-- Opening Marker --

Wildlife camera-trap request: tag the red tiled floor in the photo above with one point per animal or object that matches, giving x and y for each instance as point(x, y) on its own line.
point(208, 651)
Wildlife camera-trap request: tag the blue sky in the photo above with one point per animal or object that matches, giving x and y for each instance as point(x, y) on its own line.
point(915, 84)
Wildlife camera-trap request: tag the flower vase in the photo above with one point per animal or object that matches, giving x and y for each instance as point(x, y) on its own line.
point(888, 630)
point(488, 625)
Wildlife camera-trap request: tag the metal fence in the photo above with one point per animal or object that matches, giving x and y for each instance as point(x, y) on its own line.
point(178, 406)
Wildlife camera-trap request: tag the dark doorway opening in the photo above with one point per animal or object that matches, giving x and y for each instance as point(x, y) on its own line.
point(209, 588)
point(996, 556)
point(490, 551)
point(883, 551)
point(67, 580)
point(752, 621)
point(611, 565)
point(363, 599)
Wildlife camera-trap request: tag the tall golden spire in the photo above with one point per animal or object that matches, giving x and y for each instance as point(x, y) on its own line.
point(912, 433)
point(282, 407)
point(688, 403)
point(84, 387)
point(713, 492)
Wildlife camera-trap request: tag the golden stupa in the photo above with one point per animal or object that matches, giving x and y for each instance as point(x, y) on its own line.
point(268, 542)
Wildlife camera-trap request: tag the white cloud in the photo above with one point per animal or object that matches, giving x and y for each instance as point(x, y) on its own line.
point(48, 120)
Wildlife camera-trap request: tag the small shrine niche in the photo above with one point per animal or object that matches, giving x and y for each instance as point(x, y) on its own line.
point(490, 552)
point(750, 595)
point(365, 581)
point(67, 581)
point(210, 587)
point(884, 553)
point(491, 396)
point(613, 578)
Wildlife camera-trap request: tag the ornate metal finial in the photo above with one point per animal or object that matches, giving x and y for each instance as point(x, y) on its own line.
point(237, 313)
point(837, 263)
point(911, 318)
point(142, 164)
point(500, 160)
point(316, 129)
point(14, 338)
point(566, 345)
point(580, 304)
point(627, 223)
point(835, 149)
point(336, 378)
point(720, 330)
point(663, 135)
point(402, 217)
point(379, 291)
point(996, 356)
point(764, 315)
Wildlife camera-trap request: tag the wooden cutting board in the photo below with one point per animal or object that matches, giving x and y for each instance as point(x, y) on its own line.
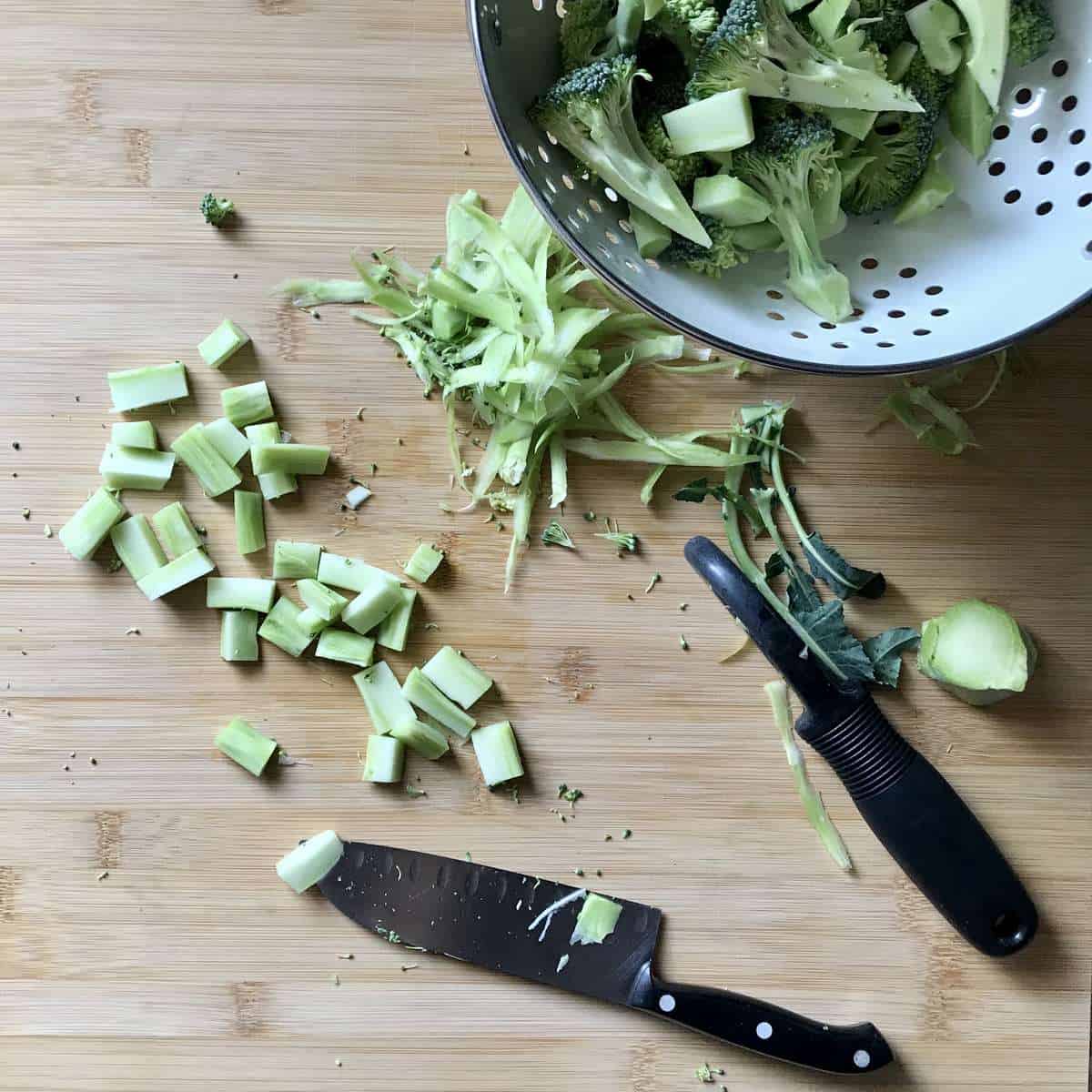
point(146, 945)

-- Closing Marker --

- Task objective
Everything in the listing above, apart from its pictures, must be repeated exactly.

- Reply to the exercise
Wildlife camera-trap request: tag the red tiled floor in the photo above with one point per animal or object that matches, giving x and y for each instance as point(x, y) on its own line.
point(208, 651)
Wildlife camera-trap request: tag the blue sky in the photo above with one point per animal or object that matches, giving x and y for each instance as point(x, y) on its own line.
point(915, 84)
Wildlife camera-trap request: tag the flower vase in the photo above with one point per animal or object that matches, giving x and y for each instance as point(x, y) on its own line.
point(888, 630)
point(488, 625)
Wildlife camera-trap request: tag the metal fence in the photo above with one point per animal or object that matches, giving x and y for each instance as point(x, y) on its own line.
point(178, 406)
Wildlife camera-trap request: tag the dark doorway opening in the photo above with one point per animal or object that matches, giving x and y for each instance as point(x, y) on its own line.
point(209, 588)
point(996, 556)
point(490, 551)
point(883, 551)
point(67, 580)
point(752, 621)
point(611, 565)
point(363, 599)
Wildlife camera-trap request: tag the tall golden spire in the photo above with one point per animal or object that matches, giving x and y for each instance as point(x, y) on its own line.
point(912, 433)
point(282, 407)
point(688, 403)
point(84, 387)
point(713, 492)
Wildlife camera-trap request: tag the golden stupa in the photo above with one point per animal or object that matches, giving x and y for each instance as point(x, y) on its own line.
point(268, 542)
Wildlife camera-trap request: tag the white cloud in the photo above with one point per animal or object that matches, giving x and y for each instance as point(x, y) on its own line.
point(48, 120)
Wildlife camera-trap request: tag the small shrine niche in the photo above with one point per animal or object that matches, giving x and y for each instance as point(x, y) on its own line.
point(490, 552)
point(750, 595)
point(365, 581)
point(67, 581)
point(210, 587)
point(884, 553)
point(491, 396)
point(613, 578)
Wildlife camera-trap request: tag the ornate metal finial in the photo above with one point per animal or object that matches, giving x and y for each instance as point(x, y) on its own line.
point(237, 313)
point(837, 263)
point(911, 318)
point(142, 164)
point(500, 160)
point(316, 129)
point(14, 338)
point(566, 345)
point(580, 304)
point(627, 223)
point(835, 149)
point(336, 378)
point(720, 330)
point(663, 135)
point(402, 217)
point(379, 291)
point(996, 356)
point(764, 315)
Wildlife camera-trap request: tag the wooden cutting board in the photo below with one point per animal or object that matches, giving x and y for each instance as point(x, y) on its own line.
point(146, 945)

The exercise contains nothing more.